> [Instructions for the task] Switch every "pointer" in the lines below to "locator" and write the lines out again with nothing else changed. Leave the pictures out of your answer.

> [Data for this exercise]
****************************************

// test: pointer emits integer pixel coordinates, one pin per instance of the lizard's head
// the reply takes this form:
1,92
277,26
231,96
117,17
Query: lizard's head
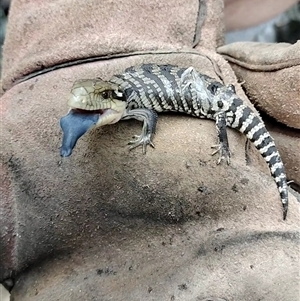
93,103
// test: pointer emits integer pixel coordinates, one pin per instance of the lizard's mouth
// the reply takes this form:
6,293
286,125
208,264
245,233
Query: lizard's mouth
75,124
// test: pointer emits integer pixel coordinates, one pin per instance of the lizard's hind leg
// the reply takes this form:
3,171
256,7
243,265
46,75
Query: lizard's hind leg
223,146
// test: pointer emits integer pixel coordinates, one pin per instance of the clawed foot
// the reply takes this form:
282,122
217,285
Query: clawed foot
224,153
143,140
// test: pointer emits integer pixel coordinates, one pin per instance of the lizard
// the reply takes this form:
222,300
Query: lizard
142,91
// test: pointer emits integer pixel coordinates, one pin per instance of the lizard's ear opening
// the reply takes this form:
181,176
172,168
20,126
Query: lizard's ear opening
118,94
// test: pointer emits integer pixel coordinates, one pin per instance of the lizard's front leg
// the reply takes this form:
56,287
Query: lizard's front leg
149,119
223,147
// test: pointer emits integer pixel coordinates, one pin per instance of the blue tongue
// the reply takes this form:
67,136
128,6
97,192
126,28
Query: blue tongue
74,125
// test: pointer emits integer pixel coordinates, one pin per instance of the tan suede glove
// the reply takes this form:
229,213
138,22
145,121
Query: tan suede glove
270,75
109,224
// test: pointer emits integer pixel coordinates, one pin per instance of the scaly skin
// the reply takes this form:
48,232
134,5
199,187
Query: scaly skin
142,91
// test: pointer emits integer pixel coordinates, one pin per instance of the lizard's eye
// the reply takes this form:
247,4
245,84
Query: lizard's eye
105,94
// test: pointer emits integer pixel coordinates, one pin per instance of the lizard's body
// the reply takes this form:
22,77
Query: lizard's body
141,91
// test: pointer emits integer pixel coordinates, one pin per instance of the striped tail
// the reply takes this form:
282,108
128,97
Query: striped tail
246,121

****************************************

> [Task output]
// test: locator emits integer pixel coordinates, one pin per instance of the lizard's head
// the reply takes this form:
1,92
277,26
231,96
117,17
Query: lizard's head
93,103
// test: locator emits integer pixel coordinates, one pin per instance of the lizard's mouth
// the reply takes this form:
6,293
286,125
208,264
245,233
Query: lizard's mouth
75,124
// test: locator emits integer pixel coordinates, one pin per instance of the lizard's hind leg
// the reply takes this form:
3,171
256,7
243,265
46,75
Query: lizard's hind leg
223,146
// test: locator emits integer pixel coordinates, one pin per instance of the clawed foot
// the reply takes this form:
282,122
217,285
Query: clawed foot
224,153
143,140
// test: locator emits integer pixel coordinates, one pin per instance of the lizard
// the reply takes this form:
222,300
Query: lizard
142,91
// test: locator emits integer pixel coordinates, one pin per instance of the lizard's ear opening
// the reply takes this form:
181,176
172,168
20,126
Query: lizard's ear opening
118,94
// test: locator emits integer pixel coordinates, one pin per instance of the lizard's front leg
// the reply takes this form:
56,287
Query: lizard's front leg
149,119
223,147
// test: locator emits integer pixel coordinates, one pin per instance of the blue tongue
// the reply takes this form:
67,136
128,6
97,192
126,28
Query: blue tongue
74,125
// test: locator emits integer pixel coordinates, one pin per instance of the tan suede glove
// the reply takes this form:
229,213
138,22
145,121
Query: tan suede glove
270,75
109,224
// test: locator emits integer pixel coordinates, one pin per instance of the scaly skin
// the reply takes this form:
48,232
134,5
199,187
Query: scaly skin
142,91
// test: locator emits integer pixel coordinates, one pin per instance of the lizard's eye
// the reply takes this form:
247,4
245,84
Query: lizard's eye
105,94
// test: locator emits integer pixel coordinates, one pin per instance of the lizard's body
// the reply takes this form:
22,77
Query: lizard's body
141,91
// test: locator emits integer pixel coordinates, one pin per instance of the striped tail
// the reply takes this form:
282,108
128,97
Query: striped tail
246,121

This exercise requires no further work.